| Assigned task |
For the word "below", state the number of lines in the data that contain it, and nothing else.

| Source data |
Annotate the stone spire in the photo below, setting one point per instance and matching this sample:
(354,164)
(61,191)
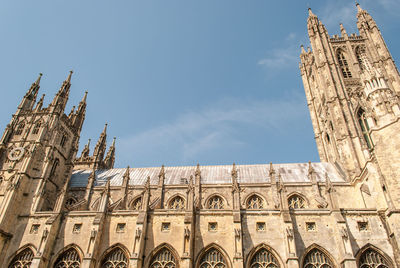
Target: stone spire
(101,146)
(39,105)
(343,30)
(29,100)
(80,113)
(86,150)
(110,157)
(60,100)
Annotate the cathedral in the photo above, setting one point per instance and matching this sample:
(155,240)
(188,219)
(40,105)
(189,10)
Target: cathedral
(60,208)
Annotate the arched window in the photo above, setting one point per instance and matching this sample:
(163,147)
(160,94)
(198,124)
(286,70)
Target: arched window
(296,202)
(70,202)
(177,203)
(344,66)
(54,167)
(360,51)
(317,259)
(215,202)
(137,204)
(254,202)
(23,259)
(264,259)
(213,259)
(36,128)
(163,259)
(362,120)
(68,259)
(115,259)
(372,259)
(20,129)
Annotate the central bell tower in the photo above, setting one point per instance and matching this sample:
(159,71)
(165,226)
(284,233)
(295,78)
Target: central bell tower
(352,89)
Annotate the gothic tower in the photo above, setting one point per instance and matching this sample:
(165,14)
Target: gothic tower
(352,87)
(37,151)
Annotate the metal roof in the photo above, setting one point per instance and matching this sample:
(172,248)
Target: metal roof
(291,173)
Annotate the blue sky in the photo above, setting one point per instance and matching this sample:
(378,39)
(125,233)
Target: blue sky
(179,82)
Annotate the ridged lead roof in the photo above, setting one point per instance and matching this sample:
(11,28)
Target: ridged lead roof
(209,174)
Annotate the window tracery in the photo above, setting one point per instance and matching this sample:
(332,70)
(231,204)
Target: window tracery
(115,259)
(264,259)
(177,203)
(215,202)
(296,202)
(68,259)
(137,204)
(70,202)
(163,259)
(23,259)
(343,64)
(36,128)
(20,129)
(254,202)
(213,259)
(372,259)
(362,121)
(317,259)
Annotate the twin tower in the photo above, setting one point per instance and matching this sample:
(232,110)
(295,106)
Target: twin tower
(59,210)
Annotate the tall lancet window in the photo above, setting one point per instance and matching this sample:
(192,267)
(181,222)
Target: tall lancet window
(362,120)
(317,259)
(344,66)
(372,259)
(362,59)
(69,259)
(163,259)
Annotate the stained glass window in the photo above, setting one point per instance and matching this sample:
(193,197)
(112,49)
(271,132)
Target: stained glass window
(213,259)
(68,259)
(296,202)
(264,259)
(372,259)
(344,66)
(317,259)
(255,202)
(115,259)
(23,259)
(163,259)
(177,203)
(215,202)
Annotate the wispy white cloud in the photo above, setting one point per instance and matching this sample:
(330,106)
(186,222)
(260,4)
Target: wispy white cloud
(213,128)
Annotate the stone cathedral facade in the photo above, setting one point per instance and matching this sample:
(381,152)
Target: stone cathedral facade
(59,208)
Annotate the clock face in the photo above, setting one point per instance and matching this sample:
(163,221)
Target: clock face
(16,154)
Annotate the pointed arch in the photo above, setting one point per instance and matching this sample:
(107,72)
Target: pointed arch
(213,256)
(316,256)
(364,126)
(95,204)
(20,127)
(69,257)
(136,203)
(343,64)
(37,125)
(23,257)
(215,201)
(163,256)
(370,256)
(297,200)
(116,256)
(176,202)
(263,256)
(254,201)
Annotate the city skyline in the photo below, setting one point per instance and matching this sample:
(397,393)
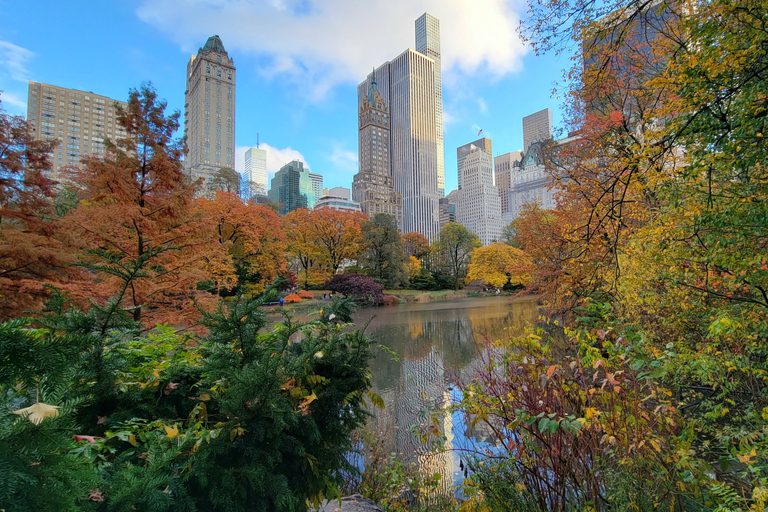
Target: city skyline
(488,82)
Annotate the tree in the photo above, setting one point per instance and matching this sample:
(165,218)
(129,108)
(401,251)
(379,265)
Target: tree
(454,248)
(338,235)
(415,244)
(382,257)
(32,252)
(302,245)
(137,229)
(256,249)
(363,289)
(495,265)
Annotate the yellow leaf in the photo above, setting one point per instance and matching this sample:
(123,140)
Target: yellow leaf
(38,412)
(171,432)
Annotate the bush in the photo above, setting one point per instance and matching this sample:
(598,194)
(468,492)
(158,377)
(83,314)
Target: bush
(233,421)
(391,300)
(363,289)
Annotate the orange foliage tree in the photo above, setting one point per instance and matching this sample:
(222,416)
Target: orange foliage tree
(253,239)
(302,247)
(31,253)
(338,235)
(138,231)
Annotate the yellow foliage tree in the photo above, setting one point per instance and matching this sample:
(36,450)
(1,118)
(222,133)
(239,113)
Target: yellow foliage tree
(495,265)
(413,266)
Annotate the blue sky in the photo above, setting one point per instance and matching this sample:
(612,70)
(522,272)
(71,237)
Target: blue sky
(298,64)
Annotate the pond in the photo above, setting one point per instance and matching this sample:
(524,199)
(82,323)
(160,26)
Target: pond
(437,343)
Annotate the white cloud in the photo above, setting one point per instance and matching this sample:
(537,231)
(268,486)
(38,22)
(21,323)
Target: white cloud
(344,160)
(276,158)
(13,61)
(14,100)
(318,44)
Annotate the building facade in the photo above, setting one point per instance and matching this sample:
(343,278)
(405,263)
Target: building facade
(504,166)
(80,120)
(292,188)
(373,186)
(317,186)
(448,208)
(407,86)
(462,152)
(428,43)
(479,206)
(255,175)
(209,112)
(337,198)
(531,183)
(537,127)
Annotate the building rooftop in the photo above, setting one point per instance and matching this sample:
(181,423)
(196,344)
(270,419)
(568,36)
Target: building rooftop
(214,44)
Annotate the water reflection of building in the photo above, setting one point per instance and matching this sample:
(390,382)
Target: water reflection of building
(437,344)
(425,392)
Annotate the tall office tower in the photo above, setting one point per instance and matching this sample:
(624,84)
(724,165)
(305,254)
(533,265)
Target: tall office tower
(428,43)
(255,174)
(292,188)
(504,165)
(79,120)
(479,207)
(373,186)
(209,112)
(407,85)
(448,208)
(537,127)
(463,151)
(317,187)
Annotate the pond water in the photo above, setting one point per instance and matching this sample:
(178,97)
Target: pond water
(437,343)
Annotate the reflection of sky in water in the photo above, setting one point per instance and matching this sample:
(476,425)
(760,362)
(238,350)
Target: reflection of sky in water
(437,343)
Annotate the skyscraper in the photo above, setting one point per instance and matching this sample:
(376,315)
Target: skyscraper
(407,86)
(209,111)
(428,43)
(373,186)
(292,188)
(537,127)
(479,207)
(79,120)
(255,174)
(504,166)
(317,187)
(463,151)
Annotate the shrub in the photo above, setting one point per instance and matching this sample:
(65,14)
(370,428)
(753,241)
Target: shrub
(363,289)
(391,300)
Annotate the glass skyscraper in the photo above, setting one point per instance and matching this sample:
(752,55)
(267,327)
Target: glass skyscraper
(407,84)
(255,174)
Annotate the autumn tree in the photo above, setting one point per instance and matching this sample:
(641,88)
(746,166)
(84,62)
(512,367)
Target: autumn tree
(31,248)
(303,246)
(137,229)
(454,248)
(250,234)
(415,244)
(382,257)
(496,265)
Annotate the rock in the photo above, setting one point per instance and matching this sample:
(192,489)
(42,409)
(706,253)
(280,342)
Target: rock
(354,503)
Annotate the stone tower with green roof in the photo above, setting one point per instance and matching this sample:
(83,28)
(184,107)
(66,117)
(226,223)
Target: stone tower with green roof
(209,114)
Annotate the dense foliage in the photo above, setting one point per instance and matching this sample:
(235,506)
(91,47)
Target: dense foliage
(656,397)
(238,419)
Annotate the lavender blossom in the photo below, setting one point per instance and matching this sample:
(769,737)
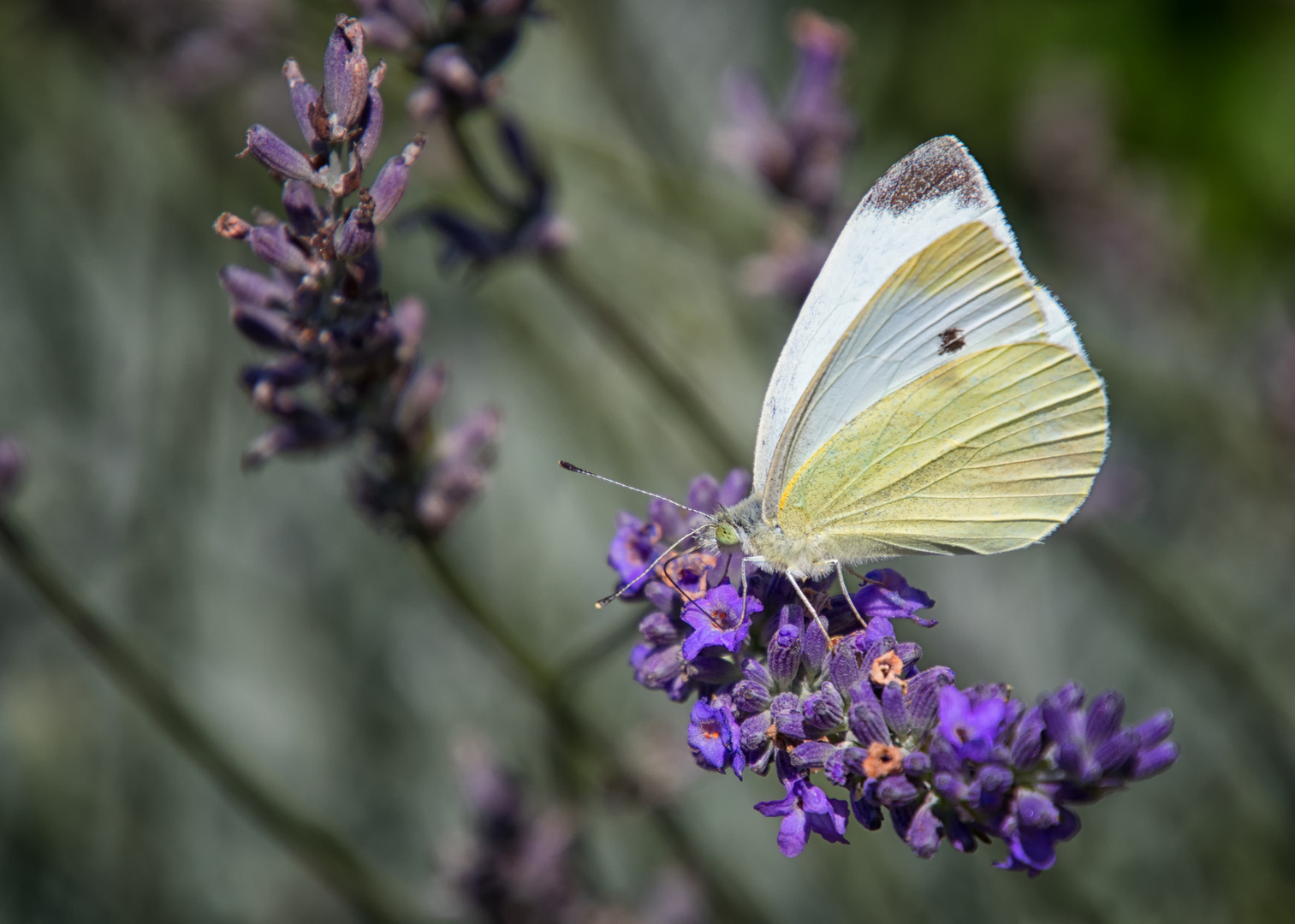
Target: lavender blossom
(798,153)
(775,689)
(348,363)
(13,465)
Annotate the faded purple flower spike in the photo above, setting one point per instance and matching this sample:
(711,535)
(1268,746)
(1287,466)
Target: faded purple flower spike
(277,154)
(350,363)
(13,465)
(346,77)
(390,184)
(306,105)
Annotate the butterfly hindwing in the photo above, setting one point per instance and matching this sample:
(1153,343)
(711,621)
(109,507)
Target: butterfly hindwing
(987,453)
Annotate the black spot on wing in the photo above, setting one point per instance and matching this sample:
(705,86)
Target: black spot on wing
(951,341)
(938,169)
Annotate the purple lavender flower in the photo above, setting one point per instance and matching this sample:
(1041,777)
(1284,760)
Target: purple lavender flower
(13,464)
(970,727)
(886,595)
(805,810)
(715,737)
(723,618)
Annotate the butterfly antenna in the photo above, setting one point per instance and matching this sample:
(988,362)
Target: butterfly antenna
(621,484)
(646,571)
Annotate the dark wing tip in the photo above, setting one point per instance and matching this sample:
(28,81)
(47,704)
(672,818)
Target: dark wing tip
(941,167)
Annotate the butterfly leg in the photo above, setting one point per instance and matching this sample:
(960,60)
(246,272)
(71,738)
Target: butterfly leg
(820,620)
(841,575)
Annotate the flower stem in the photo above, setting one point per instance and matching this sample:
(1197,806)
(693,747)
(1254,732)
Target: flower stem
(577,734)
(315,845)
(610,321)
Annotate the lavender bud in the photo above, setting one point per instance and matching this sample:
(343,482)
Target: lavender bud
(1029,742)
(386,32)
(464,453)
(419,398)
(346,77)
(1153,761)
(896,709)
(825,709)
(659,629)
(356,234)
(231,227)
(751,696)
(785,645)
(391,181)
(1037,810)
(894,791)
(408,320)
(1105,714)
(273,246)
(757,672)
(1155,729)
(866,719)
(263,326)
(812,754)
(1115,751)
(368,143)
(277,154)
(755,730)
(787,716)
(925,831)
(305,100)
(917,764)
(300,206)
(709,669)
(13,465)
(252,287)
(815,649)
(448,66)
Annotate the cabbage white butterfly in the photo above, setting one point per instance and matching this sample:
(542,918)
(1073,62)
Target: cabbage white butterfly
(931,396)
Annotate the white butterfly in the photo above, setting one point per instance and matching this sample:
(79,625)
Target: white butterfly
(931,398)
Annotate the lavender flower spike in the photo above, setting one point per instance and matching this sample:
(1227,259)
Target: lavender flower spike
(970,765)
(719,619)
(279,156)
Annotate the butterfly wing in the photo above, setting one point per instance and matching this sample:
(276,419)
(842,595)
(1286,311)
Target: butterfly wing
(876,346)
(986,453)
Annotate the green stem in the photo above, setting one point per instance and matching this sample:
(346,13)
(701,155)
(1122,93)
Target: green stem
(575,734)
(610,321)
(316,847)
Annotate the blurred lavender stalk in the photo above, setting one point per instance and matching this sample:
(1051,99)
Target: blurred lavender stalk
(518,863)
(798,154)
(457,56)
(348,361)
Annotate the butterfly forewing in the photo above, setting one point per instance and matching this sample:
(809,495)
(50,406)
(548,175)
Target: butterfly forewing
(964,292)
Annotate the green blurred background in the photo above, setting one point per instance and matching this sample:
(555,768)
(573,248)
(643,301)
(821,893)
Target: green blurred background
(1145,153)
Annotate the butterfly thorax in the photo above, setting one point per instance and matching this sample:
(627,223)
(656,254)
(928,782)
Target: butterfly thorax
(744,527)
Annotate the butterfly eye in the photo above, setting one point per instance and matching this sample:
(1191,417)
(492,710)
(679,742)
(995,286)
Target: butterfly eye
(727,535)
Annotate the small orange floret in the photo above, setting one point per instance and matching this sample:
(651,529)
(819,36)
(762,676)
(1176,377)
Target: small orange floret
(883,760)
(888,668)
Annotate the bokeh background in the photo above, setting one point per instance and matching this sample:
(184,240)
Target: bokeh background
(1145,153)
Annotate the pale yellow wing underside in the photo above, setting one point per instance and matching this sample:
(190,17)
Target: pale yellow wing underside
(966,285)
(989,452)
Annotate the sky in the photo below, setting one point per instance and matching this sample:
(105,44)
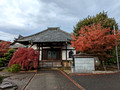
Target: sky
(26,17)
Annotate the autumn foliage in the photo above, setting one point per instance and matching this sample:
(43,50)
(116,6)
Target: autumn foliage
(95,40)
(26,57)
(4,47)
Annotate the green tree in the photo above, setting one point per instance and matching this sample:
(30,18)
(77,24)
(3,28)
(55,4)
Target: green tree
(101,18)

| Reply |
4